Source extract:
--
It may seem like a morbid thought, but the fact is, for most people, their mortgage is the largest debt they’ll carry in their lifetimes.

As a result, many invest a lot of time and effort into finding the best and most cost-effective mortgage product. That usually means searching for the lowest cost and the most flexible features that are right for their needs. 

In contrast, many tend to put comparatively little thought into what could happen to the mortgage in the event of their death.

Would the primary mortgage holder’s family be able to continue making the payments? Would they be forced to sell the house?

An Ipsos poll conducted during the pandemic found that more than a quarter of Canadians (26%) aren’t confident that their families would be able to take over their mortgage/rent payments and other housing costs if they were to die or fall ill. That percentage rises to nearly a third (32%) for borrowers aged 35 to 54.

"While a majority of Canadians express confidence in their family’s ability to manage financially without them if they were to pass away without life insurance, there remains a significant portion of Canadians who are not confident in their family’s ability to manage,” the report reads.

How can mortgage borrowers plan for the future?

Taking out insurance is one of the best ways to financially protect loved ones in the event you’re no longer around to do so.

But what’s the best insurance to get? Is basic life insurance sufficient, which pays out a lump sum of money to your heirs, or should you opt for Creditor Life Insurance (CLI), which would pay off your outstanding mortgage balance?

On the one hand, CLI is often easy to obtain and can usually be added to your mortgage after completing a short-form application.

The premium for CLI depends heavily on your age, health and outstanding mortgage balance and is based on the answers to some health questions and, in some cases, a short-form interview. CLI also applies strictly to your mortgage and (optionally) Home Equity Line of Credit balances and wouldn’t cover any other non-mortgage debts.

Term or Whole Life insurance, while often a more involved application and medical process, pays out a lump sum that gives the borrower’s family the financial freedom to do as they wish with the money, including paying off the mortgage balance or non-mortgage debts.

CLI is basically in force and available for the life of the mortgage, whereas basic life may be for a fixed term.

The pandemic put renewed focus on this aspect of mortgages, illustrating how quickly life can change and how those changes are often out of our control.

More than half of parents (56%) say they are now having these important conversations about their children’s future, according to Ipsos. Are you?

It’s important to consult an expert to discuss which option may be best for your circumstances.
--
(Collection entries)

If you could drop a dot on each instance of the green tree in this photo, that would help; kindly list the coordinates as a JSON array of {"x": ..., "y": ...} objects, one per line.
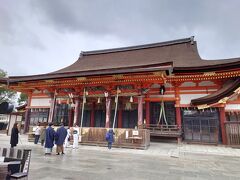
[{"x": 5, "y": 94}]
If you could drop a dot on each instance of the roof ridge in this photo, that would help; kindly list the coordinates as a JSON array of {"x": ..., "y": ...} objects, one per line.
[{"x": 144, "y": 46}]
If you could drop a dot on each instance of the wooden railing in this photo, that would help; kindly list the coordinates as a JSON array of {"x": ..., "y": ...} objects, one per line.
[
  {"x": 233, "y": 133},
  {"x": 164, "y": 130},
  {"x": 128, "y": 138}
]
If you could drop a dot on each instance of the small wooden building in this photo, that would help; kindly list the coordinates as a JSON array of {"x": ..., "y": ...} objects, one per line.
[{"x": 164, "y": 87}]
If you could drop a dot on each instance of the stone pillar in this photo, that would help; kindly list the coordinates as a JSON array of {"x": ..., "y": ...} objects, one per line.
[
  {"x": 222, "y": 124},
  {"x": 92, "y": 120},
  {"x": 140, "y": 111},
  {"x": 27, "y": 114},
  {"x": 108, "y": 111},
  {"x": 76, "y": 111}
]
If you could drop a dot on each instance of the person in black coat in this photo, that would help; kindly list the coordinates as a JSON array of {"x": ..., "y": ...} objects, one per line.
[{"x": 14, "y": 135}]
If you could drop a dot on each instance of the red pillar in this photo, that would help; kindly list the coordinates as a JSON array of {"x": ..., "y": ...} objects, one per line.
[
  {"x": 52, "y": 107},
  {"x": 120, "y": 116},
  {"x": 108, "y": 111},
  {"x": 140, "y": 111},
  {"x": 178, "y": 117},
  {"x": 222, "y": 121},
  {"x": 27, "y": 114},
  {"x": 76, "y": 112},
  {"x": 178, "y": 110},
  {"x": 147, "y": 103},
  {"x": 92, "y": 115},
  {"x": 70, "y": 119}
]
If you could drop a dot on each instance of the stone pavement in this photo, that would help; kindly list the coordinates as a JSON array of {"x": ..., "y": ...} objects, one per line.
--
Check your understanding:
[a] According to the mortgage insurance article, what share of borrowers aged 35 to 54 aren't confident that their families could take over housing costs if they died or fell ill?
[b] Reproduce the mortgage insurance article between "How can mortgage" and "outstanding mortgage balance?", inclusive, changing "heirs" to "beneficiaries".

Answers for the tasks:
[a] Nearly a third (32%).

[b]
How can mortgage borrowers plan for the future?

Taking out insurance is one of the best ways to financially protect loved ones in the event you’re no longer around to do so.

But what’s the best insurance to get? Is basic life insurance sufficient, which pays out a lump sum of money to your beneficiaries, or should you opt for Creditor Life Insurance (CLI), which would pay off your outstanding mortgage balance?